*PROVIDED INFORMATION*

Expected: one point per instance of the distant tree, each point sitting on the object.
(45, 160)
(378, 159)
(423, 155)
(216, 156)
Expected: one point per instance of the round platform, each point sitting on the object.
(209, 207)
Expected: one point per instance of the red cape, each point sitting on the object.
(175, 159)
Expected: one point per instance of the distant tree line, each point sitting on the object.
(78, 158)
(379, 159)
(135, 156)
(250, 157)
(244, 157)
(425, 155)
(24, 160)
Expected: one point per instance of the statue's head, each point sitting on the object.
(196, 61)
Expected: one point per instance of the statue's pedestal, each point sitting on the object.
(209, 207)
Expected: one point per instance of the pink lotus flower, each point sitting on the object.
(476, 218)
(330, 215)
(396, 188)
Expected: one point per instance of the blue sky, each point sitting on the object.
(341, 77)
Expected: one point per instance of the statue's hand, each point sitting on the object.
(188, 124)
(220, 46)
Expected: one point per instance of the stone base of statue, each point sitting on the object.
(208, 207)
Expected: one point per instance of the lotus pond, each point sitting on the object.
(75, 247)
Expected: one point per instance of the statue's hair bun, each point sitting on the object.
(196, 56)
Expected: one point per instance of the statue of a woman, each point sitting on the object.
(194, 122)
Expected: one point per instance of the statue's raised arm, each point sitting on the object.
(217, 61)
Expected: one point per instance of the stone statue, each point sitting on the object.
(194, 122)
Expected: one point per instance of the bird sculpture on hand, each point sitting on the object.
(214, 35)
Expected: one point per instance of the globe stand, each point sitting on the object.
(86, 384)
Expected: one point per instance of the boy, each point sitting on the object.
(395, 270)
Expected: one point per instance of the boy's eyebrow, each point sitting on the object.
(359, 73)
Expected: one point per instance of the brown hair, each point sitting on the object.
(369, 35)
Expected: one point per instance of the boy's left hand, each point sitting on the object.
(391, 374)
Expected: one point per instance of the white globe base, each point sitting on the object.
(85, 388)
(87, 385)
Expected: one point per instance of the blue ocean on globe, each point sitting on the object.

*TASK DESCRIPTION*
Go through the entries above and restate each one exactly.

*YOUR SOLUTION*
Expected: one point per instance of the distant tree, each point sitting on the object.
(45, 160)
(378, 159)
(423, 155)
(216, 156)
Expected: one point per instance of the round platform, each point sitting on the object.
(209, 207)
Expected: one point per instance of the red cape, each point sitting on the object.
(175, 159)
Expected: one point per instance of the distant tree line, each point sitting on the object.
(78, 158)
(379, 159)
(135, 156)
(250, 157)
(244, 157)
(425, 155)
(24, 160)
Expected: one point per instance of the statue's head, each point sitting on the object.
(196, 61)
Expected: one point per instance of the statue's pedestal, each point sitting on the object.
(209, 207)
Expected: one point per instance of the pink lotus flower, each point sitting on the object.
(476, 218)
(330, 215)
(396, 188)
Expected: one point per instance of the blue sky, each point sitting on the object.
(341, 77)
Expected: one point per instance of the statue's hand, each point sitting on the object.
(188, 124)
(220, 46)
Expected: one point per instance of the stone base of statue, each point sitting on the object.
(208, 207)
Expected: one point per instance of the lotus pond, each point sitting on the object.
(75, 247)
Expected: one point per instance of the statue's hair bun, each point sitting on the object.
(196, 56)
Expected: one point per instance of the statue of a woman, each point sitting on the object.
(194, 122)
Expected: one point per instance of the statue's raised arm, each point sitting on the object.
(217, 61)
Expected: one point per instance of the stone statue, each point sitting on the object.
(194, 122)
Expected: one point per instance of the bird sculpture on hand, each point sitting on the object.
(214, 35)
Expected: one point per instance of the globe stand, each point sitting on the object.
(86, 384)
Expected: one point per instance of the boy, each point sitting on the object.
(395, 270)
Expected: one point per instance of the boy's eyebrow, each point sitting on the object.
(359, 73)
Expected: one point per instance of the brown hair, each point sitting on the object.
(369, 35)
Expected: one point per instance of the boy's left hand, each point sitting on the object.
(391, 374)
Expected: one point per instance of the white globe base, each point sitting on the object.
(85, 388)
(87, 385)
Expected: one point per instance of the blue ocean on globe, each point sitting on the object.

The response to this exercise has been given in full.